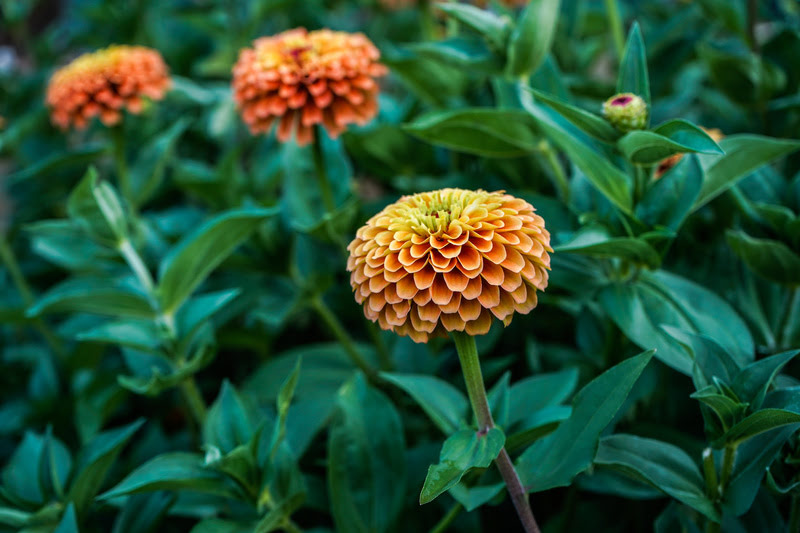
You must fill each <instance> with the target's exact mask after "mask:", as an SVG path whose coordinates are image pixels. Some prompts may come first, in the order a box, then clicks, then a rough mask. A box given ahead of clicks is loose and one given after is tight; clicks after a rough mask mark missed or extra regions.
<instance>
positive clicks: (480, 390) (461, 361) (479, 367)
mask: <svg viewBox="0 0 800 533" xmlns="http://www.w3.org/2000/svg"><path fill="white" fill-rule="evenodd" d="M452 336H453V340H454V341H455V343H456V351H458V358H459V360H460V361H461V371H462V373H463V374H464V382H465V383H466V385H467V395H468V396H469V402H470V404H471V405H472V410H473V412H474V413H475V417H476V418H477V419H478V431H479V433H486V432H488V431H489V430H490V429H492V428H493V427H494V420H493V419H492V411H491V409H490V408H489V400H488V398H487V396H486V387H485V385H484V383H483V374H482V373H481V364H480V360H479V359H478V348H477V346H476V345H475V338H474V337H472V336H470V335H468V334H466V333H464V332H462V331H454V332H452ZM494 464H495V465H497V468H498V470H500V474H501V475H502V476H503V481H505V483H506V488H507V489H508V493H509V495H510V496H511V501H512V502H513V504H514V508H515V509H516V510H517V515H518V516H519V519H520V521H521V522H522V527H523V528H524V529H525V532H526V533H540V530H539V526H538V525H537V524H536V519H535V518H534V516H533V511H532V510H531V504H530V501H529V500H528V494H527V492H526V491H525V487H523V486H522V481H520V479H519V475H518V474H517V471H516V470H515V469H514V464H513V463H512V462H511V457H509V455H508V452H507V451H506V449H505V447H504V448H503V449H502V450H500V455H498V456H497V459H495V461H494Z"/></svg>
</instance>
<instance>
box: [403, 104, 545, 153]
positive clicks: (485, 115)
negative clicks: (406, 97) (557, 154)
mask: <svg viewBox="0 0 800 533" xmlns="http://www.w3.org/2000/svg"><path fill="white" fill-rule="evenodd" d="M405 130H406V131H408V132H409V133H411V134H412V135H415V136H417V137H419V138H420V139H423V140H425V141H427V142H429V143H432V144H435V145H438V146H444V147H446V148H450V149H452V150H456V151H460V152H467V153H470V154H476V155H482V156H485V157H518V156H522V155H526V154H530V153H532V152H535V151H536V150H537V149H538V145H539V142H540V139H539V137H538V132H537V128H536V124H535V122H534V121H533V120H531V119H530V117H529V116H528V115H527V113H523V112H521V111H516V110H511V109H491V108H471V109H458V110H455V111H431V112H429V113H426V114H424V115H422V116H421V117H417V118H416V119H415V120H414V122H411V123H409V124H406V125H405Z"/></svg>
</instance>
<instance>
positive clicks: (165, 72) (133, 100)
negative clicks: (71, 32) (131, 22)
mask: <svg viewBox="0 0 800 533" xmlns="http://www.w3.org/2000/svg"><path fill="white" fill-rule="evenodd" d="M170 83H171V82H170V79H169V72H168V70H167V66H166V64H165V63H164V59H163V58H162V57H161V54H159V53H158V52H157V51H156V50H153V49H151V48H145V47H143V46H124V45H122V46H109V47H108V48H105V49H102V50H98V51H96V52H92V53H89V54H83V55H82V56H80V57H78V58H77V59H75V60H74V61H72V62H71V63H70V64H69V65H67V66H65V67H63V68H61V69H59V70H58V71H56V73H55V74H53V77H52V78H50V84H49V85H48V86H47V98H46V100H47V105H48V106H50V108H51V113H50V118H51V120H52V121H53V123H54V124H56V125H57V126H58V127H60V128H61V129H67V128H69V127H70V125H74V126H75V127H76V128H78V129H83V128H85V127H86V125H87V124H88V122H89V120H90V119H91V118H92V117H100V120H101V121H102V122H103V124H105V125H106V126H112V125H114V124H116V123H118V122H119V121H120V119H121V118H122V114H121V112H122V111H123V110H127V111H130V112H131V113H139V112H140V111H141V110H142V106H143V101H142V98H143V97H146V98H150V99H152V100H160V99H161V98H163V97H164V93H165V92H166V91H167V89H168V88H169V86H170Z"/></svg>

- Work required
Nothing but the lines from the first line of the records above to the line with "positive clicks: (485, 115)", inclusive, should be transcribed exactly, and the pictures must be left out.

- Response for this exercise
You must fill each <instance> with the target's exact mask after "mask:", as an SVG path whose coordinates are image pixels. Some prompts may come first, in the order a box, then clicks, then a rough mask. A box given ahead of clicks is loose and one given after is tight; clicks after a rough mask mark missed or extra regions.
<instance>
positive clicks: (480, 390) (461, 361) (479, 367)
mask: <svg viewBox="0 0 800 533" xmlns="http://www.w3.org/2000/svg"><path fill="white" fill-rule="evenodd" d="M452 336H453V340H454V341H455V343H456V351H458V358H459V360H460V361H461V371H462V373H463V374H464V382H465V383H466V385H467V395H468V396H469V402H470V404H471V405H472V410H473V412H474V413H475V417H476V418H477V419H478V431H479V433H486V432H488V431H489V430H490V429H492V428H493V427H494V420H493V419H492V411H491V409H490V408H489V400H488V398H487V396H486V387H485V385H484V383H483V374H482V373H481V364H480V360H479V359H478V348H477V346H476V345H475V338H474V337H472V336H470V335H468V334H466V333H464V332H462V331H454V332H452ZM494 464H495V465H497V468H498V470H500V474H501V475H502V476H503V481H505V483H506V488H507V489H508V493H509V495H510V496H511V501H512V502H513V504H514V508H515V509H516V510H517V515H518V516H519V519H520V521H521V522H522V527H523V528H524V529H525V532H526V533H540V530H539V526H538V525H537V524H536V519H535V518H534V516H533V511H532V510H531V504H530V501H529V500H528V494H527V492H526V491H525V487H523V486H522V481H520V479H519V475H518V474H517V471H516V470H515V469H514V464H513V463H512V462H511V457H509V455H508V452H507V451H506V449H505V447H504V448H503V449H502V450H500V455H498V456H497V459H495V461H494Z"/></svg>
</instance>
<instance>
box: [403, 104, 545, 153]
positive clicks: (485, 115)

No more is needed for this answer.